> [WRITTEN PROBLEM 1]: In the message header below, who is listed as the sender of the reply?

Re: [PATCH 2/2] mm/compaction: speed up pageblock_pfn_to_page() when zone is contiguous

From: Joonsoo Kim <iamjoonsoo.kim@lge.com>
To: Vlastimil Babka <vbabka@suse.cz>
Cc: David Rientjes <rientjes@google.com>,
	Andrew Morton <akpm@linux-foundation.org>,
	Aaron Lu <aaron.lu@intel.com>, Mel Gorman <mgorman@suse.de>,
	Rik van Riel <riel@redhat.com>,
	linux-kernel@vger.kernel.org, linux-mm@kvack.org
Subject: Re: [PATCH 2/2] mm/compaction: speed up pageblock_pfn_to_page() when zone is contiguous
Date: Wed, 23 Dec 2015 15:57:27 +0900	[thread overview]
Message-ID: <20151223065727.GA9691@js1304-P5Q-DELUXE> (raw)

> [GIVEN RECORDS]:
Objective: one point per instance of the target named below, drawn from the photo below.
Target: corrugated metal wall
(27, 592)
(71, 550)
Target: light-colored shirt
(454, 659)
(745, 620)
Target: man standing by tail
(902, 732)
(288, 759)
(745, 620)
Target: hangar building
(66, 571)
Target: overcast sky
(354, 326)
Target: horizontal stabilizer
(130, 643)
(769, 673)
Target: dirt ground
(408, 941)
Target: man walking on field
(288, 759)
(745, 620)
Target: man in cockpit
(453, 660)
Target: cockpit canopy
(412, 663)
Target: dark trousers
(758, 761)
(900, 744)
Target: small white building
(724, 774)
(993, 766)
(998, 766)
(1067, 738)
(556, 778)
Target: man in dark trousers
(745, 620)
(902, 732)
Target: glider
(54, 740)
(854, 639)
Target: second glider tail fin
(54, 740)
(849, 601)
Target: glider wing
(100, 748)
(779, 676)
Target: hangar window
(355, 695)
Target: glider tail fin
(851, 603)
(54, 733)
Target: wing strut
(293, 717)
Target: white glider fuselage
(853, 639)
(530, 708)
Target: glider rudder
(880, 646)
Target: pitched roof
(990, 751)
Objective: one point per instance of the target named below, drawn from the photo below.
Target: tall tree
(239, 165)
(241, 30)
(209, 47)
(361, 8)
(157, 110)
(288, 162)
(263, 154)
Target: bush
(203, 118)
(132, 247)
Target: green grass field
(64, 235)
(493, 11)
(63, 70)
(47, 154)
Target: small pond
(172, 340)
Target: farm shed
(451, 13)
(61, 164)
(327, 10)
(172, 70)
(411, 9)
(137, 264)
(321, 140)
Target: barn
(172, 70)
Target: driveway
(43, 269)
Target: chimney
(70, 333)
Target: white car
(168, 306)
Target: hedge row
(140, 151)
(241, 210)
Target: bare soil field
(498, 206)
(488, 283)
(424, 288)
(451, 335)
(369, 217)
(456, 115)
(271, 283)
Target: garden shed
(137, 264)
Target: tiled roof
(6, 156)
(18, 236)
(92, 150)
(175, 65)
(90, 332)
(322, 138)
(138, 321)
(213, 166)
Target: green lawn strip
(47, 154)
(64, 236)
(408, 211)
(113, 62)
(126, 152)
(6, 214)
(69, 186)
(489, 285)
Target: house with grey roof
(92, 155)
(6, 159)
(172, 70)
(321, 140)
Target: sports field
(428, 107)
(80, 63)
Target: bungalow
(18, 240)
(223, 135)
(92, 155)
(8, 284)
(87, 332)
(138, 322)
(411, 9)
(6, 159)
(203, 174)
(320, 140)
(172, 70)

> [WRITTEN PROBLEM 2]: Transcribe the entries exactly, starting with the line that contains "Target: white car" and continuing through the last line of the entries, with both ends included.

> [TASK ANSWER 1]: Joonsoo Kim <iamjoonsoo.kim@lge.com>

> [TASK ANSWER 2]:
Target: white car
(168, 306)
Target: hedge row
(140, 151)
(241, 210)
Target: bare soil field
(498, 206)
(488, 283)
(424, 288)
(451, 335)
(369, 217)
(456, 115)
(271, 283)
Target: garden shed
(137, 264)
Target: tiled roof
(6, 156)
(18, 236)
(92, 150)
(175, 65)
(90, 332)
(322, 138)
(138, 321)
(213, 166)
Target: green lawn strip
(47, 154)
(64, 236)
(408, 211)
(113, 62)
(126, 152)
(6, 214)
(69, 186)
(489, 285)
Target: house with grey roof
(92, 155)
(6, 159)
(172, 70)
(321, 140)
Target: sports field
(428, 107)
(80, 63)
Target: bungalow
(18, 240)
(223, 135)
(92, 155)
(8, 284)
(87, 332)
(138, 322)
(411, 9)
(6, 159)
(203, 174)
(320, 140)
(172, 70)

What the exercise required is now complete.